═════ Records for processing ═════
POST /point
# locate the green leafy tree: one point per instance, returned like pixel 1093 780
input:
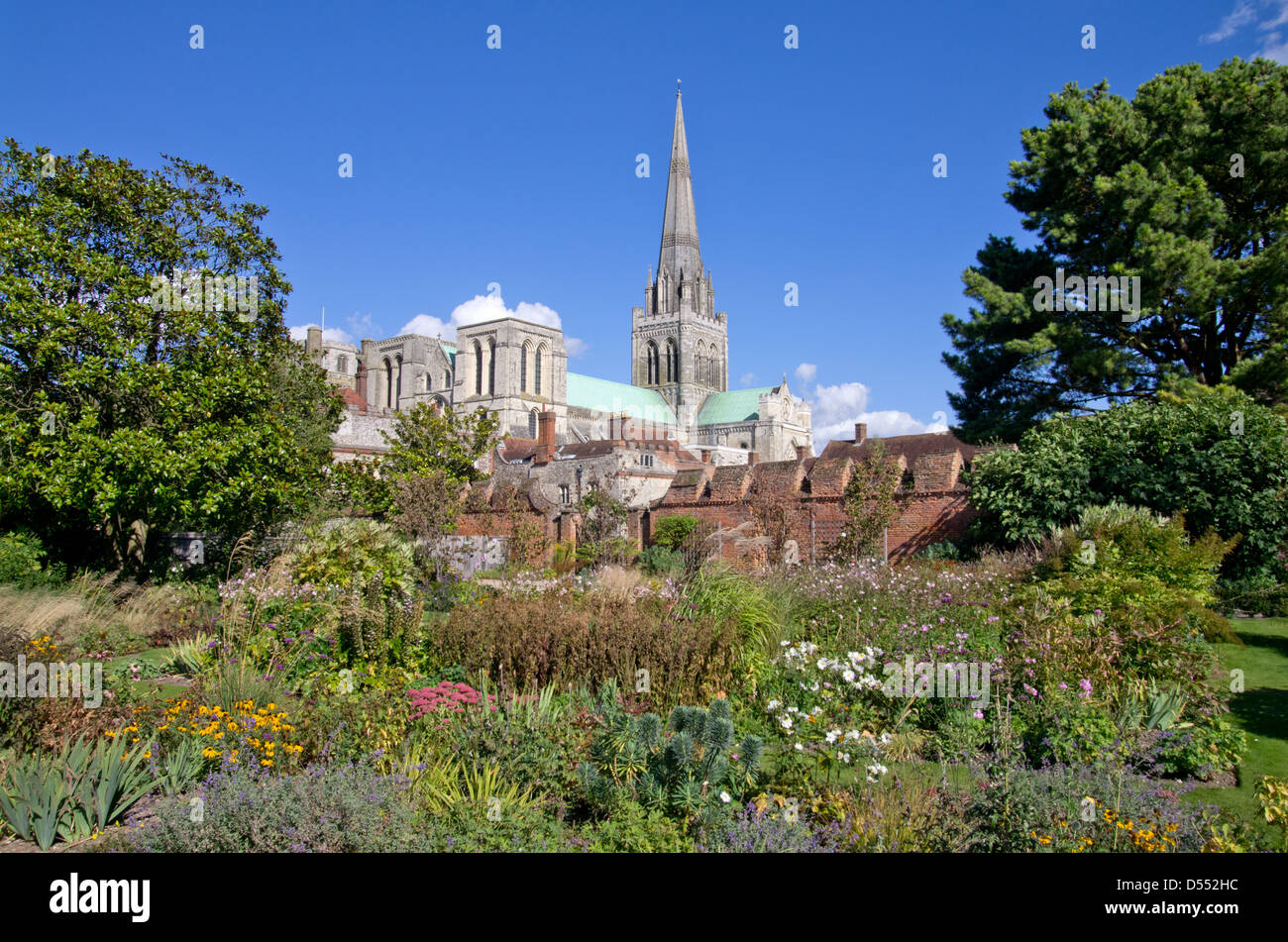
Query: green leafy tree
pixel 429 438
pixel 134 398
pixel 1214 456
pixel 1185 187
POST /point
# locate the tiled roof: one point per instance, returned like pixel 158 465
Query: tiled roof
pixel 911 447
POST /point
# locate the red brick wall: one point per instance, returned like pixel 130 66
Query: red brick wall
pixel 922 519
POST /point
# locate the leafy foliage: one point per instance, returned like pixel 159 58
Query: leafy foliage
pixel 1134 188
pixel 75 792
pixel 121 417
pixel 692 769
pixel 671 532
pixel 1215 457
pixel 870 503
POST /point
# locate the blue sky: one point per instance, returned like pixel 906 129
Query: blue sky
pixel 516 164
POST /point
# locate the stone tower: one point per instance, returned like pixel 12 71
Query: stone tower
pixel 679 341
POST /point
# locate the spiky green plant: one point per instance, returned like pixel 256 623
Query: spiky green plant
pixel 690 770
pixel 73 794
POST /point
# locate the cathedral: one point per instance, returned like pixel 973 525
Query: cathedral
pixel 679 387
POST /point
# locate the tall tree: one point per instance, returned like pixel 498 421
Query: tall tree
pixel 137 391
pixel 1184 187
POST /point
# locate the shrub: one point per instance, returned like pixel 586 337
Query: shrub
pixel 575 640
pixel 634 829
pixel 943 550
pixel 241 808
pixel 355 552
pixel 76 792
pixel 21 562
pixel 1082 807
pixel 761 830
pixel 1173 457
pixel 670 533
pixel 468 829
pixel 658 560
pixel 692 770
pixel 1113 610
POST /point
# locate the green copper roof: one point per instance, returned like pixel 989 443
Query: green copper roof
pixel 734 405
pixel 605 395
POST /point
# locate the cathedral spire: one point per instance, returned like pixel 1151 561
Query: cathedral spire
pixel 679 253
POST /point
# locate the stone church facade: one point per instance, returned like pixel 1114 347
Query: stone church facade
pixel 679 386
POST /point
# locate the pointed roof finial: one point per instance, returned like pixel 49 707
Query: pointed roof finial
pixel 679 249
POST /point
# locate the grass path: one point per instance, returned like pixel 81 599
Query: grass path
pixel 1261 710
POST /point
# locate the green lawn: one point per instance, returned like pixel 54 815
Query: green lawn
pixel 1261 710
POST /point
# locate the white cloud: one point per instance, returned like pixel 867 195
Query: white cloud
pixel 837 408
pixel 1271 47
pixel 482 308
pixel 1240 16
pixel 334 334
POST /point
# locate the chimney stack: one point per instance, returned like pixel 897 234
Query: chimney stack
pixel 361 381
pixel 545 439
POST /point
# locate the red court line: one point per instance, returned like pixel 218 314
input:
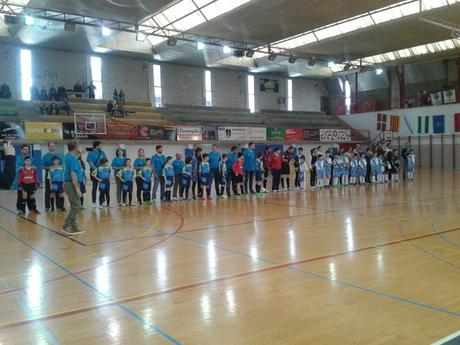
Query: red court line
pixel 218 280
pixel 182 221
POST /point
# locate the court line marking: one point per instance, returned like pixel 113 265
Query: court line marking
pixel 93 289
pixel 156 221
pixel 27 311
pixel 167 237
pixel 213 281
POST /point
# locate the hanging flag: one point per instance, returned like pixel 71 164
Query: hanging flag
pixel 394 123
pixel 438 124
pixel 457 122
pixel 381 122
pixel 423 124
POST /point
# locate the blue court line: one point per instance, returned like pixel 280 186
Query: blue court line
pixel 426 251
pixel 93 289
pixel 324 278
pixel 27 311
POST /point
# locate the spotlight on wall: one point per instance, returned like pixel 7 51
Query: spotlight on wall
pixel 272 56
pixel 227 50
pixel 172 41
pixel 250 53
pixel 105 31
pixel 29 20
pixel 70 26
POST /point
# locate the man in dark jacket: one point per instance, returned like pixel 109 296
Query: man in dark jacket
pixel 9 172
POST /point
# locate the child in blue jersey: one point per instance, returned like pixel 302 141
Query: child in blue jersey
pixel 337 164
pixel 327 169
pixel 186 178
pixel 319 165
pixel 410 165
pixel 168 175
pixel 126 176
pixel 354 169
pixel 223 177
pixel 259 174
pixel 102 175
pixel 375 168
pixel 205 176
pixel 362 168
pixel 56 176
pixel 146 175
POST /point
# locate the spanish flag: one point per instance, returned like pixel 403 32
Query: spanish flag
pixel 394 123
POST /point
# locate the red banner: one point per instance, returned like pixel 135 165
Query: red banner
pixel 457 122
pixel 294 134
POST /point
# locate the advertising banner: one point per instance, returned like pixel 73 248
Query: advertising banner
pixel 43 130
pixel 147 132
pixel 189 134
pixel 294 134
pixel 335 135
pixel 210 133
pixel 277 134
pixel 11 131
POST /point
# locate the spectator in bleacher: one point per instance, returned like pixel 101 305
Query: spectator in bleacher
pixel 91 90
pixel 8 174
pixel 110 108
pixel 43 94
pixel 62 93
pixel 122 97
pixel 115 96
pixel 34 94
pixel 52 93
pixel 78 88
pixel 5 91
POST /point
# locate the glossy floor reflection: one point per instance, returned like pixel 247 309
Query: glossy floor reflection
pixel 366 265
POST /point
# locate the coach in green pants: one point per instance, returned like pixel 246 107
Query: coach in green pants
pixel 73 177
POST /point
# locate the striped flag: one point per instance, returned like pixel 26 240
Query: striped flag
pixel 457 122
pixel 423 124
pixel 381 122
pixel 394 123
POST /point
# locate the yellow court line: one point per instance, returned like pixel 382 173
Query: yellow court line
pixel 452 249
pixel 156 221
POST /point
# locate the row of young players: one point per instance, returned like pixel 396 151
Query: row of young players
═════
» What to produce
Write out the data in full and exactly as given, though without the images.

» Answer to the problem
POST /point
# locate the green leafy tree: one point per instance, returned like pixel 1093 780
input:
Query: green leafy tree
pixel 429 438
pixel 134 398
pixel 1214 456
pixel 1185 187
POST /point
# locate the tiled roof: one point per instance, returned like pixel 158 465
Query: tiled roof
pixel 911 447
POST /point
# locate the red brick wall: one point per instance, returned like pixel 130 66
Query: red brick wall
pixel 922 519
POST /point
# locate the leafy foliage: one point per instance, returned like pixel 159 58
Query: leafy foliage
pixel 1134 188
pixel 75 792
pixel 121 417
pixel 692 769
pixel 671 532
pixel 1215 457
pixel 870 503
POST /point
# locate the blue sky: one point per instance, returned like pixel 906 129
Query: blue sky
pixel 516 164
POST /point
# locate the stone tower: one point per instance, returned like pixel 12 71
Query: stone tower
pixel 679 341
POST /point
# locate the spiky green plant: one point per instance, returned like pixel 256 623
Query: spiky green plant
pixel 690 770
pixel 73 794
POST /point
# locate the cathedral: one point per instance, returned like pixel 973 525
Query: cathedral
pixel 679 387
POST /point
# locate the tall tree: one point per instance, returned like pixel 498 421
Query: tall tree
pixel 137 391
pixel 1184 187
POST /point
# locate the shrub: one point per instance, returned like pixel 586 337
Query: shrub
pixel 575 640
pixel 634 829
pixel 943 550
pixel 241 808
pixel 355 552
pixel 76 792
pixel 21 562
pixel 1082 807
pixel 761 830
pixel 1173 457
pixel 670 533
pixel 468 829
pixel 658 560
pixel 692 770
pixel 1113 610
POST /point
# locate the green copper roof: one point per instance, returned like pixel 989 443
Query: green copper roof
pixel 734 405
pixel 605 395
POST /point
# locate the cathedral spire: one point per instance, returned like pixel 1151 561
Query: cathedral spire
pixel 679 253
POST /point
# locate the stone church facade: one point per instance, returned like pixel 1114 347
Query: stone church facade
pixel 679 386
POST /point
# locate the pointed roof finial: one point per instance, returned like pixel 49 707
Query: pointed roof finial
pixel 679 249
POST /point
# locate the grass path: one point per instance, returned like pixel 81 599
Query: grass path
pixel 1261 710
POST /point
# locate the green lawn: one point per instance, returned like pixel 54 815
Query: green lawn
pixel 1261 710
POST /point
# locate the white cloud: one point per instance, returned like pixel 867 195
Query: white cloud
pixel 837 408
pixel 1271 47
pixel 482 308
pixel 1240 16
pixel 334 334
POST /point
# locate the chimney stack: one point per instance, returned like pixel 897 234
Query: chimney stack
pixel 361 381
pixel 545 439
POST /point
# locate the red court line: one point per instance, returned like pixel 218 314
input:
Query: red court line
pixel 218 280
pixel 182 221
POST /point
# locate the court line marking: one point per instance, returned like pixel 113 265
Query: court line marking
pixel 93 289
pixel 156 221
pixel 27 311
pixel 167 237
pixel 213 281
POST /point
# locate the hanging flag: one point per instance, returned like pixel 71 164
Query: hanging flag
pixel 394 123
pixel 438 124
pixel 457 122
pixel 381 122
pixel 423 124
POST /point
# locate the blue court line: one point per instance, returned like pixel 280 186
Query: blue court line
pixel 426 251
pixel 93 289
pixel 324 278
pixel 27 311
POST /point
# locate the spotlight on wall: one point per instance, returned like pixel 7 51
Query: spotlight on wall
pixel 272 56
pixel 227 50
pixel 172 41
pixel 250 53
pixel 105 31
pixel 29 20
pixel 70 26
POST /point
# locate the man in dark jacket: one point per instance, returned like pixel 109 296
Query: man in dark jacket
pixel 9 172
POST /point
# locate the child in blue jersey: one point per instance, returned like pixel 302 141
Query: child in blue jersey
pixel 337 164
pixel 327 169
pixel 186 178
pixel 319 165
pixel 410 165
pixel 168 175
pixel 126 176
pixel 354 169
pixel 223 177
pixel 259 174
pixel 102 175
pixel 375 168
pixel 205 176
pixel 362 168
pixel 56 176
pixel 146 175
POST /point
# locate the spanish flag: one point per instance, returned like pixel 403 32
Query: spanish flag
pixel 394 123
POST /point
# locate the red banner: one point per instance, returned like pixel 135 165
Query: red banner
pixel 457 122
pixel 294 134
POST /point
# locate the advertising banner: one point per instance, returned like pixel 73 248
Query: advertising banner
pixel 43 130
pixel 147 132
pixel 189 134
pixel 294 134
pixel 335 135
pixel 210 133
pixel 277 134
pixel 11 131
POST /point
# locate the spectator in bleacher: one point per instance, returned like pixel 101 305
Query: spectator in bleacher
pixel 91 90
pixel 8 174
pixel 110 108
pixel 43 94
pixel 62 93
pixel 122 97
pixel 115 96
pixel 34 94
pixel 52 93
pixel 78 88
pixel 5 91
POST /point
# locate the glossy floor reflection: one point per instance, returned like pixel 247 309
Query: glossy floor reflection
pixel 366 265
POST /point
# locate the coach in green pants: one point per instance, returned like pixel 246 107
Query: coach in green pants
pixel 73 177
POST /point
# locate the striped flag: one point per instance, returned like pixel 26 240
Query: striped flag
pixel 457 122
pixel 423 124
pixel 381 122
pixel 394 123
POST /point
# locate the yellow court line: one point per instance, returned like pixel 382 173
Query: yellow court line
pixel 452 249
pixel 156 221
POST /point
# locate the row of young players: one point per instance, returned like pixel 396 151
Query: row of young players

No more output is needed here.